:: What this exercise asks ::
- 1) Rewrite the paragraph below beginning "The ability to control upright stability" from the text on the balance assessment clinic as a shorter version that keeps its main facts.
- 2) Continue the text below on the balance assessment clinic, starting after its last sentence.

:: Text shown ::
*** Block opens ***

Translating research outcomes into a novel balance assessment clinic
The ability to control upright stability is a critical challenge during recovery from stroke. Work completed during my graduate research was the first to characterize the importance of quantifying reactive balance control responses in individuals with stroke (Lakhani et al., 2011, Physiotherapy Theory and Practice). We demonstrated individuals with stroke were characterized by profound challenges to the control of rapid compensatory stepping, despite conventional clinical indices indicating very good to excellent recovery of standing balance. This finding resulted in further studies that I co-authored, which revealed the benefit of training compensatory balance responses after stroke (Mansfield, et al., 2011, Physical Therapy). The outcomes from these works laid the foundation for an innovative Balance, Mobility and Falls (BMF) Clinic at the Toronto Rehabilitation Institute that now assesses reactive balance control in individuals with stroke as part of routine clinical care for inpatients in the hospital.

*** Block closes ***

:: Information shown ::
*** Block opens ***

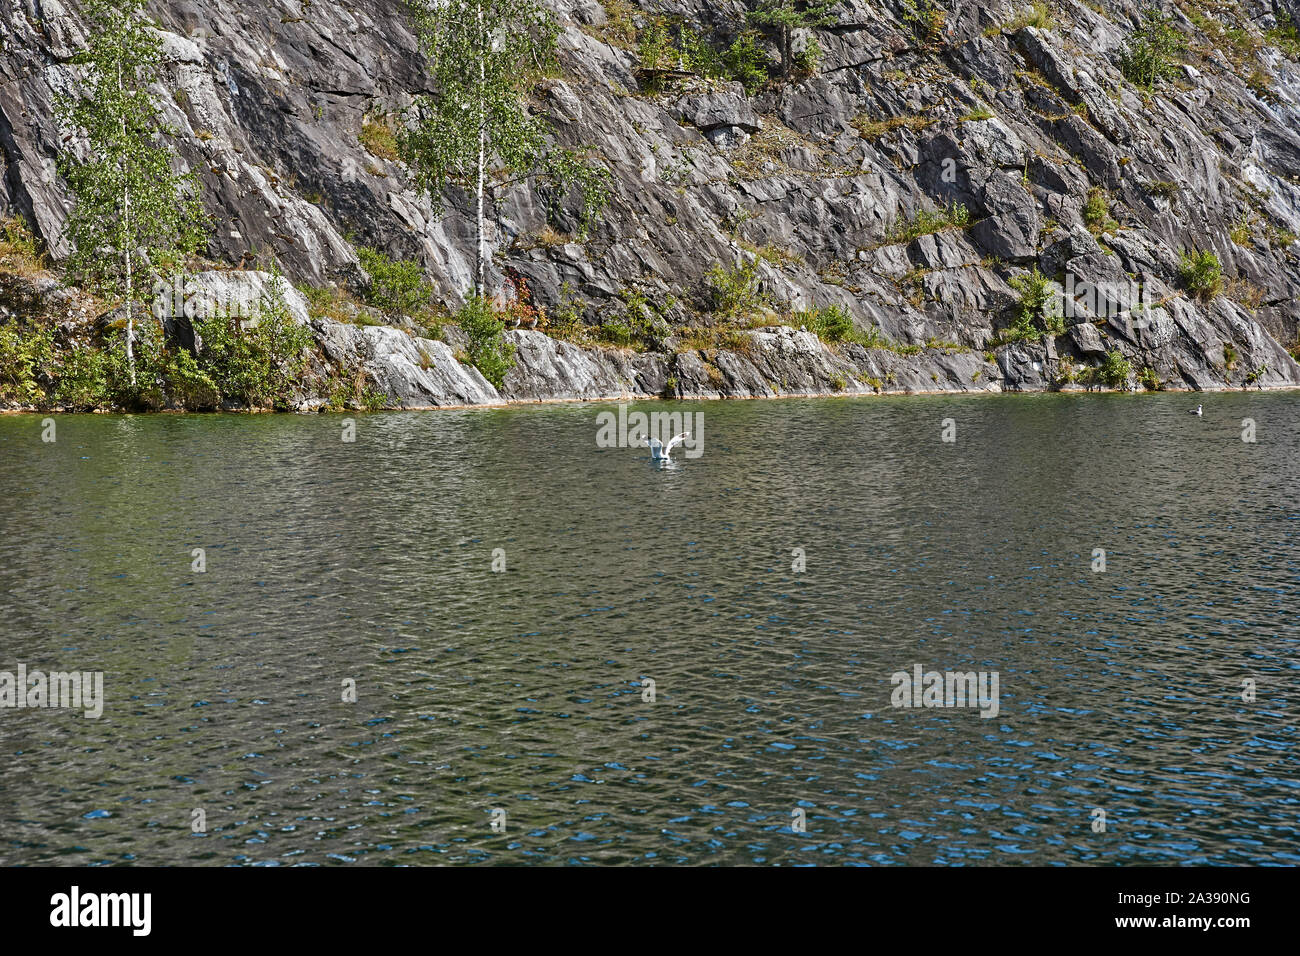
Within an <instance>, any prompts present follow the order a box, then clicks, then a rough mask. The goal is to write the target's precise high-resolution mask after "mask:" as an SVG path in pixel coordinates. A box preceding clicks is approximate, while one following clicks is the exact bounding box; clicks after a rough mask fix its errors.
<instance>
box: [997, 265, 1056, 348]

*** Block closes ***

:: Answer list ::
- 1) Controlling upright stability is a major challenge in stroke recovery. My graduate research was the first to show the importance of quantifying reactive balance control after stroke (Lakhani et al., 2011, Physiotherapy Theory and Practice). It found that individuals with stroke had great difficulty with rapid compensatory stepping, even when standard clinical measures showed very good to excellent recovery of standing balance. Later studies I co-authored showed the benefit of training compensatory balance responses after stroke (Mansfield et al., 2011, Physical Therapy). This work led to the Balance, Mobility and Falls (BMF) Clinic at the Toronto Rehabilitation Institute, which now assesses reactive balance control as part of routine inpatient care for individuals with stroke.

- 2)
Impact: The BMF Clinic utilizes a unique approach by integrating cutting edge research technologies into standard care and relies on clear lines of communication between clinicians and researchers. Since it’s inception in 2012, the Clinic has performed assessments on greater than 500 individuals with stroke, utilizing clinical outcome measures that were identified from my publications from the lab. The Clinic fosters relationships between clinicians and researchers and now offers a tangible model for how individual patients may directly benefit from effective knowledge translation and is indicative of meaningful progress towards the implementation of research technology into clinical practice.